:: DATA TO USE ::

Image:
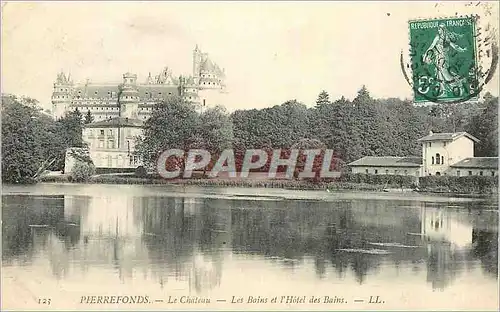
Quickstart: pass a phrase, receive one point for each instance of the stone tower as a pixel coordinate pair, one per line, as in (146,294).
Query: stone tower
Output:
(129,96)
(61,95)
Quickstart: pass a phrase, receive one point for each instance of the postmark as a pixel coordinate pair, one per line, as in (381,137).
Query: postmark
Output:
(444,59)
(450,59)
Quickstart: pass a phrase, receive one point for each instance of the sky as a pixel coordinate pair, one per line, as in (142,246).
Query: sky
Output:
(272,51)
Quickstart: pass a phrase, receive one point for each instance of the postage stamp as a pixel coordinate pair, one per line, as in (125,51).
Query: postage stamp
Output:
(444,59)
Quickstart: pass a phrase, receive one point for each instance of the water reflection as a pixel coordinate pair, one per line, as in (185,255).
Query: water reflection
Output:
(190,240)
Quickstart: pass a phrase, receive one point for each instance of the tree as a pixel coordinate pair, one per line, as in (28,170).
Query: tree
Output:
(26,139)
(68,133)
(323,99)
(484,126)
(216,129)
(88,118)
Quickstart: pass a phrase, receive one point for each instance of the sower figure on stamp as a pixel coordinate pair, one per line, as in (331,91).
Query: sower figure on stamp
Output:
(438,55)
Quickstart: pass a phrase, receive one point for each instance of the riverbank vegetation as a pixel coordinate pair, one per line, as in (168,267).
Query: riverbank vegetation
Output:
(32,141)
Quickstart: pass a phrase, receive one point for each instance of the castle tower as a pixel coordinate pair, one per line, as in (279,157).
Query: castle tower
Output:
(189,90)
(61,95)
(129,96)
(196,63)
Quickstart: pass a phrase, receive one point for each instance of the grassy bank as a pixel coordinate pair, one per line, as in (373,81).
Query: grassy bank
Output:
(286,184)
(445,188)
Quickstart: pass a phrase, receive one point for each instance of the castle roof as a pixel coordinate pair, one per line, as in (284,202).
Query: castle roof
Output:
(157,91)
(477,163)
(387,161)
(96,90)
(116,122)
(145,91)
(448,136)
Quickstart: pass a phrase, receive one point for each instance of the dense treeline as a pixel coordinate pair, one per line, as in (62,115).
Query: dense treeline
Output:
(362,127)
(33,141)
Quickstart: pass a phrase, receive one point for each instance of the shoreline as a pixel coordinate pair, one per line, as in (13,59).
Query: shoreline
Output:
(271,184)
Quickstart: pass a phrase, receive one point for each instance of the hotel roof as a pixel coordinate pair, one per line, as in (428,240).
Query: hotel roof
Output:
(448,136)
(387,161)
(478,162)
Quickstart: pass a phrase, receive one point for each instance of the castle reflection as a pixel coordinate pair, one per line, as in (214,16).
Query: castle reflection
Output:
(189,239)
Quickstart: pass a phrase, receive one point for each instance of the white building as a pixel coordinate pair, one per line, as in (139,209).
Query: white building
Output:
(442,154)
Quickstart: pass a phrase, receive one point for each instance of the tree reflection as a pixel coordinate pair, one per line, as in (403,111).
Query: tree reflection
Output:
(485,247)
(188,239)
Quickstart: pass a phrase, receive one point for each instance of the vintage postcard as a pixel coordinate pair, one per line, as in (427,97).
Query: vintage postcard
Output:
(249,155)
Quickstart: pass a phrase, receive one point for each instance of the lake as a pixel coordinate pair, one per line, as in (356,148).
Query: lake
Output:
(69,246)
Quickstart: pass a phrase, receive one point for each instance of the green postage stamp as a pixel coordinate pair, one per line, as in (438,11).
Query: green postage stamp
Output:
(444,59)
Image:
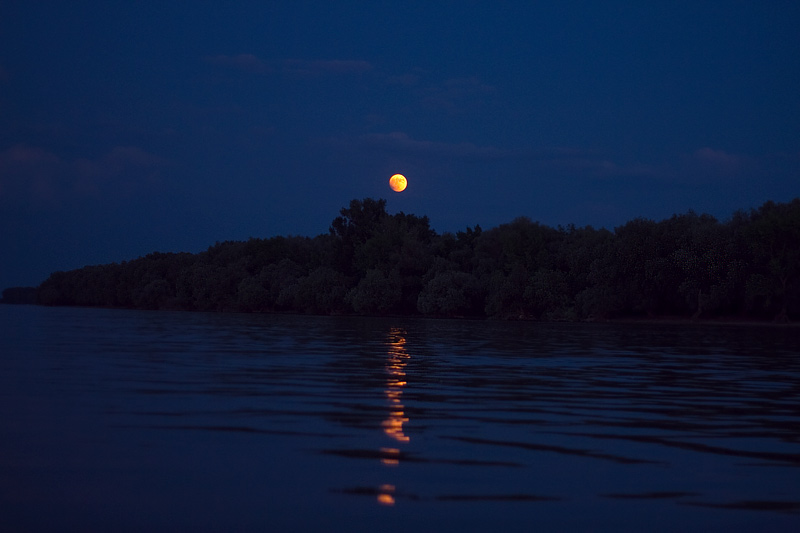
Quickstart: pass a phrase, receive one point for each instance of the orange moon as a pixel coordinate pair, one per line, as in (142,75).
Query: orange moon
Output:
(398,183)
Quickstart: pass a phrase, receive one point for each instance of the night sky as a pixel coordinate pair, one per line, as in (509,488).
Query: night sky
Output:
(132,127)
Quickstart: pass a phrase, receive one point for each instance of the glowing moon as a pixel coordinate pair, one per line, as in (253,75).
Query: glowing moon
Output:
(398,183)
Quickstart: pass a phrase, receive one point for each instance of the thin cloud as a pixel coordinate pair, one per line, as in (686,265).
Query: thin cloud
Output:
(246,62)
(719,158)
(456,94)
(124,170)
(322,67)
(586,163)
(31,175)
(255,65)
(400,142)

:::

» **YOUR TASK**
Your output should be the full set of entries above, restated word for word and free of pictures.

» **OUTPUT**
Image:
Quickstart: pass a phrase, receive one point for each instance of the stone tower as a pixel coordinate pair, one per line, as in (146,294).
Query: stone tower
Output:
(129,96)
(61,95)
Quickstart: pass a phrase, receive one point for each instance of the postmark as a pixel coordinate pair, one per line, as in (381,137).
Query: postmark
Output:
(444,59)
(450,59)
Quickstart: pass a phrase, receive one point for each instance of the sky as a pixel coordinate pair, one per line, as in (142,246).
Query: sky
Output:
(272,51)
Quickstart: pass a phrase, receive one point for each instance of the postage stamp as a pixel coordinate pair, one per line, as in (125,51).
Query: postage stamp
Output:
(444,59)
Quickstart: pass a phrase, receive one point for each instance of the water reflection as a pixel coordinate pair, one per line, as in (185,255).
Query: water reflection
Output:
(190,240)
Quickstart: pass a phrase, receive one point for each instance of the tree as a pixel coordinate pair, one per line, as in (28,170).
Query: tree
Output:
(26,139)
(68,133)
(323,99)
(484,126)
(216,129)
(88,118)
Quickstart: pass a phrase, receive one point for each instance of the sower figure on stamp as a pixel coordinate pair, one per line, as in (331,91).
Query: sower figure on stamp
Output:
(438,55)
Quickstart: pass a phrase, receive one point for each instance of the riverbank vegetation as a pixel coordinate pair, one per line, as in (168,267).
Query: riverbank vegetation
Output:
(32,141)
Quickstart: pass a phrase, receive one point for each instance of the castle tower as a pixel coordinate pair, one per line, as in (279,157).
Query: castle tower
Output:
(189,90)
(61,95)
(129,96)
(196,63)
Quickstart: pass a phrase, receive one point for each instance of the grassy bank as a pixel coordinate pair, one per line, as in (373,81).
Query: grassy bank
Output:
(286,184)
(445,188)
Quickstart: pass a phrase, receive one point for each instance of the castle roof as a pixel coordinate pair, one per line, as in (284,202).
Query: castle roof
Output:
(157,91)
(477,163)
(387,161)
(96,90)
(116,122)
(145,91)
(448,136)
Quickstart: pass a phrase, receive one point for each instance of the dense treeline as a pixel coordinate pair, one per line, as in (62,115).
Query: dense treeline
Output:
(362,127)
(33,141)
Quickstart: pass a phrase, receive one point for each instance of the shoreline as a pixel coordinate pair, one per line, as in (13,59).
Query: shoreline
Output:
(271,184)
Quickstart: pass a phrase, receive one point for each instance of the hotel roof as a pixel coordinate pair, one per line, as in (428,240).
Query: hotel roof
Output:
(448,136)
(387,161)
(478,162)
Quickstart: pass a phrase, receive one point for each instance of the castle reflection as a pixel coordinate pair, one per line, as in (214,16).
Query: castle reflection
Output:
(189,239)
Quickstart: pass a phrase, receive one point for each instance of the white building as a pixel coordinate pair, one per line, as in (139,209).
Query: white building
Output:
(442,154)
Quickstart: pass a phrase, receive one point for each instance of the tree reflection as a pixel coordinate pair, one per line, as in (403,111).
Query: tree reflection
Output:
(485,247)
(188,239)
Quickstart: pass a phrase, receive one point for each instance of the vintage postcard as a pixel coordinate pair, one per line, as in (427,97).
Query: vintage postcard
Output:
(249,155)
Quickstart: pass a phrase, receive one point for each instance of the lake as a pixel coordinate pair, one per line, as in (356,148).
Query: lake
Output:
(69,246)
Quickstart: pass a phrase, receive one point for each instance of the green postage stamp as a pixel coordinate pair, one per line, as in (438,11).
Query: green postage stamp
Output:
(444,59)
Image:
Quickstart: pass a phrase, receive one point for each instance of the orange moon as a pixel coordinate pair, one per line, as in (142,75).
Query: orange moon
Output:
(398,183)
Quickstart: pass a phrase, receive one point for each instance of the night sky as a pixel coordinate pair, one per line, as in (509,488).
Query: night sky
Output:
(132,127)
Quickstart: pass a phrase, receive one point for each instance of the glowing moon as a pixel coordinate pair, one per line, as in (253,75).
Query: glowing moon
Output:
(398,183)
Quickstart: pass a phrase, receive one point for each instance of the thin cloud as a pixel coordinate pair, one per line, as in (686,265).
Query: thin cloud
Output:
(246,62)
(719,158)
(456,94)
(124,170)
(322,67)
(586,163)
(31,175)
(255,65)
(400,142)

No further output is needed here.